***** Data to process *****

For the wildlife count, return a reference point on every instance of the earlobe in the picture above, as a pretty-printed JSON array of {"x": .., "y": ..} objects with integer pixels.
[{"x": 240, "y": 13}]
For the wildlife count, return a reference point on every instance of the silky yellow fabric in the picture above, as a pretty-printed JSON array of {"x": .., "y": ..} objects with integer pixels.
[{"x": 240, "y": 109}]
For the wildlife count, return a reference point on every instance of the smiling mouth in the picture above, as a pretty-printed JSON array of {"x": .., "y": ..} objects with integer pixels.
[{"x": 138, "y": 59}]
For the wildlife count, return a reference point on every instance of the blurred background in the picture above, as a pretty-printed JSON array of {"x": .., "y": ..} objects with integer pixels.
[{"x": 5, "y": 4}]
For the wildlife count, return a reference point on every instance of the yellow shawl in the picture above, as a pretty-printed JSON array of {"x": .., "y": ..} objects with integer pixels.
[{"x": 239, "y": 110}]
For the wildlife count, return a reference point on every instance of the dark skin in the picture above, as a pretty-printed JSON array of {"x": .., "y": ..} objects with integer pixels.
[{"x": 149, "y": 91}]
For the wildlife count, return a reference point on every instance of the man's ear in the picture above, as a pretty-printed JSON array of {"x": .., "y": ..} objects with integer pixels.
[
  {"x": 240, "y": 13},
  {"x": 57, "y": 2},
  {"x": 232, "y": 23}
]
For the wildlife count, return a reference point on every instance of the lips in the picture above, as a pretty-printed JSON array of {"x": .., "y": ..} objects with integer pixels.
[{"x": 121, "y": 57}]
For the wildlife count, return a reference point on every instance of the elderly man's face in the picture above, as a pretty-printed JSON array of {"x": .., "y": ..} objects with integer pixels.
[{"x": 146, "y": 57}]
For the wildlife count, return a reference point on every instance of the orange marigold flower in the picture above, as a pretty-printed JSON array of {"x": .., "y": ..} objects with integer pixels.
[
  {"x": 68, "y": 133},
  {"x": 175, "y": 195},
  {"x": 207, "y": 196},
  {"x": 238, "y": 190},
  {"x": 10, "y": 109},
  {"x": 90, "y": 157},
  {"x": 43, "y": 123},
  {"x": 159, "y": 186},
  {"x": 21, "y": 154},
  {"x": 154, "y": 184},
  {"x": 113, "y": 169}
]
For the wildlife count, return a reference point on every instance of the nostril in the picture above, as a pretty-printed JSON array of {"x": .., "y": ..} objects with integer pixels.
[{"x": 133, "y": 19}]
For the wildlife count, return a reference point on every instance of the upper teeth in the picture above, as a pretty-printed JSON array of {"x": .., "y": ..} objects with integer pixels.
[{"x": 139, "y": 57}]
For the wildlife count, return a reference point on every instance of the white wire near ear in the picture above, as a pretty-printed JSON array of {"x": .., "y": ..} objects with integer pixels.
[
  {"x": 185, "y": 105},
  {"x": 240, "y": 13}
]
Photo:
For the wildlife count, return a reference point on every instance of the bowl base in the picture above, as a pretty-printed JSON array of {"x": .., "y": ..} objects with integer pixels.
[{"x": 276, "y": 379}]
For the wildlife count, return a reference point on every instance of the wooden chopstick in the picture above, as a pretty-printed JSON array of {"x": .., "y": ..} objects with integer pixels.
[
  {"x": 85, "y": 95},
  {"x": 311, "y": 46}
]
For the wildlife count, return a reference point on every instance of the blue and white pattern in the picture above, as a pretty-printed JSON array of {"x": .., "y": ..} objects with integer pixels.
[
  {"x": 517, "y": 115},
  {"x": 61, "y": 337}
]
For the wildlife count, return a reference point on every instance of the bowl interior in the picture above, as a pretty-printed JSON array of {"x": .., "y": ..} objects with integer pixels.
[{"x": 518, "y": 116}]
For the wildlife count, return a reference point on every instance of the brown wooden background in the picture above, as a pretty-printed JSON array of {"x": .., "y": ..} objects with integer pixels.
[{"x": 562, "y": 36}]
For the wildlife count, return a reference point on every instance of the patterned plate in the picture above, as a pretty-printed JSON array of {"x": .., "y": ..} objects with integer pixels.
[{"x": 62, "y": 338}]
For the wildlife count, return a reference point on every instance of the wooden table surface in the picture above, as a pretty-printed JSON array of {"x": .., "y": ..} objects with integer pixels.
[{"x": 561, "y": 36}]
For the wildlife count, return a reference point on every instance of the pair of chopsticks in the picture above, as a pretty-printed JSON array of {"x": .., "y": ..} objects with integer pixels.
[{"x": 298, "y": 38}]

*****

● What is needed: Reproduce the material. Keep every word as written.

● Output below:
For the wildlife count, return a reference point on every instance of the earlobe in the picture above, as a pretty-printed JSON array of {"x": .., "y": ..} objects with integer pixels.
[{"x": 240, "y": 13}]
For the wildlife count, return a reference point on every instance of the silky yellow fabric in the picture above, as a pretty-printed JSON array of {"x": .., "y": ..} objects with integer pixels.
[{"x": 240, "y": 109}]
For the wildlife count, return a reference point on every instance of the smiling mouth in the picture above, as a pretty-printed JSON array of {"x": .., "y": ..} objects with integer pixels.
[{"x": 138, "y": 59}]
For the wildlife count, return a reference point on every instance of the blurred background in the picture above, as a pretty-printed JSON array of {"x": .., "y": ..} objects with integer pixels.
[{"x": 5, "y": 4}]
For the wildlife count, return a reference point on every instance of the yellow shawl in the picture above, as a pretty-printed JSON array of {"x": .., "y": ..} objects with integer pixels.
[{"x": 239, "y": 110}]
For the wildlife count, return a reference point on every instance of the dark skin in the picture above, as a pretty-printed JSON array of {"x": .., "y": ..} objects with integer pixels.
[{"x": 149, "y": 91}]
For the wildlife count, return a reference point on every instance of the man's ear in the picture above, as a pretty-printed JSON array of {"x": .., "y": ..} objects with integer pixels.
[
  {"x": 240, "y": 13},
  {"x": 57, "y": 2},
  {"x": 232, "y": 23}
]
For the wildlife count, return a reference point on every instance of the lips in the picture above, as a pretty-printed JSON array of {"x": .., "y": ..} objects with integer pixels.
[{"x": 121, "y": 57}]
For the wildlife count, return a reference point on every instance of the elderly man's face in the picture above, as a pretty-printed JSON array of {"x": .., "y": ..} objects with integer pixels.
[{"x": 146, "y": 57}]
For the wildlife count, return a reference point on every instance of the orange marigold flower in the picture above, as a pretty-printed JSON array of {"x": .., "y": ..} objects with integer pixels.
[
  {"x": 68, "y": 133},
  {"x": 175, "y": 195},
  {"x": 207, "y": 196},
  {"x": 238, "y": 190},
  {"x": 10, "y": 109},
  {"x": 90, "y": 157},
  {"x": 43, "y": 123},
  {"x": 159, "y": 186},
  {"x": 21, "y": 154},
  {"x": 154, "y": 184},
  {"x": 113, "y": 169}
]
For the wildlife count, return a reference point on every instance of the nostril in the picture above, as a pretty-printed JSON array of {"x": .., "y": ..} objects with integer pixels.
[{"x": 133, "y": 19}]
For the wildlife count, return a reference point on every instance of the upper teeth in the picture above, as a pretty-printed JSON array of {"x": .., "y": ..} objects with integer pixels.
[{"x": 139, "y": 57}]
For the wildlife count, return a reference point on every instance of the white wire near ear in the picture above, as a pretty-printed JSON array of {"x": .., "y": ..} objects with integer pixels.
[
  {"x": 185, "y": 105},
  {"x": 240, "y": 13}
]
Photo:
For the wildlife count, return a reference point on every instance of the bowl base in the picture above, as a pretty-printed JSON array of {"x": .., "y": ..} objects with integer pixels.
[{"x": 276, "y": 379}]
For the wildlife count, return a reference point on every instance of the wooden chopstick in the picture above, as a pretty-printed JSON array of {"x": .., "y": ..} objects with integer pixels.
[
  {"x": 85, "y": 95},
  {"x": 311, "y": 46}
]
For the wildlife count, return a reference point on every instance of the blue and white pattern in the picture above, as a pretty-printed JSON array of {"x": .., "y": ..} objects with integer pixels.
[
  {"x": 517, "y": 115},
  {"x": 61, "y": 337}
]
For the wildlife count, return a reference point on every instance of the bowl interior in the picture above, as a pretty-printed JSON array of {"x": .., "y": ..} objects with integer pixels.
[{"x": 518, "y": 116}]
For the wildlife count, return a reference point on every instance of the brown wooden background in the picture above, as a pretty-printed JSON array of {"x": .., "y": ..} objects with integer pixels.
[{"x": 562, "y": 36}]
For the wildlife count, return a reference point on every instance of the patterned plate in the picture above, as a pretty-printed JSON array of {"x": .., "y": ..} objects with integer pixels.
[{"x": 62, "y": 338}]
For the wildlife count, return a reference point on every instance of the wooden table surface in the picture above, as a pretty-printed JSON array of {"x": .., "y": ..} objects with integer pixels.
[{"x": 561, "y": 36}]
For the wildlife count, return a reference point on every instance of the pair of chopsticks in the picture above, as a pretty-printed JSON array of {"x": .., "y": ..} objects with integer pixels.
[{"x": 298, "y": 38}]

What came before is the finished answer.